▶ _SOURCE TEXT_:
Content starts
If religious terrorists would use violence to end all religion but their own bad parody of a religion, there are some (not all, but some!) atheists who use other coercive tactics to end all religions ever. It’s a hell of a thing to use fear as a tactic to get you to bow to the terrorists who warp religion to suit their human needs, but it’s also a hell of a thing to use grief, or fear, or shame as a tactics to get you to give up your relationship with a deity or deities.The problem worsens when people, having succumbed to these pressures, think that their religion is something to be embarrassed about, or when they’ve accidentally absorbed and unconsciously perpetuate atheism as a form of “non-bias” (atheism is not the absence of bias!), or the flawed ideas of religion being “stupid, foolish, immature, and socially irresponsible,” or the flat-out wrong ideas that “ ‘religion’ is the cause of much violence in the world.” In an effort of comforting one another, people keep wanting to sing John Lennon’s song Imagine without actually thinking about the lyrics and seeing them for what they are: not a daydream song of idealism and peace even if it was intended as such. It is instead a nightmare dirge of the erasure of diversity and identity. Comfort is a real and needed thing in times of trauma, but comfort based unknowingly on erasure only makes things worse. And comfort is not necessarily the same thing as healing.
Content ends
▶ _LISTED RECORDS_:
Content starts
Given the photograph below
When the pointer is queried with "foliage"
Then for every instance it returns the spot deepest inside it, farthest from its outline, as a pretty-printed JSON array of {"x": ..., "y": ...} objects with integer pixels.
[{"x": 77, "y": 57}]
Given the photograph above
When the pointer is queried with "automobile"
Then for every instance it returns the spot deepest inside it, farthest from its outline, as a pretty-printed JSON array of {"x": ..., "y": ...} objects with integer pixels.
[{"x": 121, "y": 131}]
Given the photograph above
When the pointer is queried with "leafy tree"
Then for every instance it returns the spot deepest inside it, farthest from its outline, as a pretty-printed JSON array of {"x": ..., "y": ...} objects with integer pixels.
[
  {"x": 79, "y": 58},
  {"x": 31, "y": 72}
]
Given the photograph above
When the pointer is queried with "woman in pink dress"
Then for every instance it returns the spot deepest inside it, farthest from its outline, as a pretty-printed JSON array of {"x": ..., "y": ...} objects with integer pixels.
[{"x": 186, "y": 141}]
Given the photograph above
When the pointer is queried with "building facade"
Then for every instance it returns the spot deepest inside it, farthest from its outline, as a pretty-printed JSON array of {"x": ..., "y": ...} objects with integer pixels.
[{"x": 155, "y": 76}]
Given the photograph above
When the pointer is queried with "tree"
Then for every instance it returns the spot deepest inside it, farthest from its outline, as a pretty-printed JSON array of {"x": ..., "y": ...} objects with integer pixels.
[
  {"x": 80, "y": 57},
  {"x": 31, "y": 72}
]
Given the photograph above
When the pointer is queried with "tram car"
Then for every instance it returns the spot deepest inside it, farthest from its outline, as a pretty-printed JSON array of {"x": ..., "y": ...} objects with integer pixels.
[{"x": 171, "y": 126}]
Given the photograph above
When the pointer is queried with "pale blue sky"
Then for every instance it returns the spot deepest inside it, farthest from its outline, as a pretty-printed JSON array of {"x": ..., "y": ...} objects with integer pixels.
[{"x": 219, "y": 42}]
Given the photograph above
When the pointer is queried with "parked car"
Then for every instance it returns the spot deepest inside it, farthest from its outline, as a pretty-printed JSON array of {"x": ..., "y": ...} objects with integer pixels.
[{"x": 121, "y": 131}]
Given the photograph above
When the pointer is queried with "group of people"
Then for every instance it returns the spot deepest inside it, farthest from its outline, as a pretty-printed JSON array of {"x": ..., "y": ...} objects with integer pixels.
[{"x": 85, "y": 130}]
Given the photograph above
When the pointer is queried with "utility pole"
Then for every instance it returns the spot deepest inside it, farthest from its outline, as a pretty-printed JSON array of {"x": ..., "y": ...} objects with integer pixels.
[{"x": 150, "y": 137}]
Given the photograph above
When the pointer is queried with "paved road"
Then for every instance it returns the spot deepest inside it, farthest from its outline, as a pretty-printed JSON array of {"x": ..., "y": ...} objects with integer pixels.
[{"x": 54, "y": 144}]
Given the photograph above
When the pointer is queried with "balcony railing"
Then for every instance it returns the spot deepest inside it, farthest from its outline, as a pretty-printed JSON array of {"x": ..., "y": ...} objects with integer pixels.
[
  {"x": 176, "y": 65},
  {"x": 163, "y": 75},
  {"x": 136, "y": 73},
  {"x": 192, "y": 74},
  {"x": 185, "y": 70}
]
Content ends
▶ _WHAT TO WORK ON_:
1. Answer these about the passage on religion and atheism:
(a) Which song do people keep wanting to sing to comfort one another, and who is it by?
(b) According to the passage, atheism is not the absence of what?
(c) Which three things does the passage list as tactics used to get you to give up your relationship with a deity or deities?
2. Write what follows in the passage on religion and atheism, picking up after its final sentence.

▶ _EXPECTED RESULTS_:
1.
(a) Imagine, by John Lennon.
(b) Bias.
(c) Grief, fear, and shame.

2.
Religions didn’t get us into “this mess.” Religions themselves–or philosophies, or ideologies including some forms of atheism–are not the problem, and thus boycotting religions (or other philosophies or ideologies) does not solve the problem. Willful misuse of religions–and willful misuse of atheism–combined with violence, fear, or coercive tactics is the problem. For some people, atheist or non-atheist, to claim that “All religions are wrong and we will only have peace when we get rid of all religions. Look what religions did to people in Paris, Beirut, New York! 9-11! People are dying! Don’t you care? If you care you must get rid of all religions because religion is the problem!” is the kind of bad logic and coercion at a moment of extreme emotional vulnerability which leads to knee-jerk actions of erasure. That’s not ok. Indeed, that’s flat-out abusive whether or not the person who says it “means well” or not, and that’s something that should be defended against and spoken out against.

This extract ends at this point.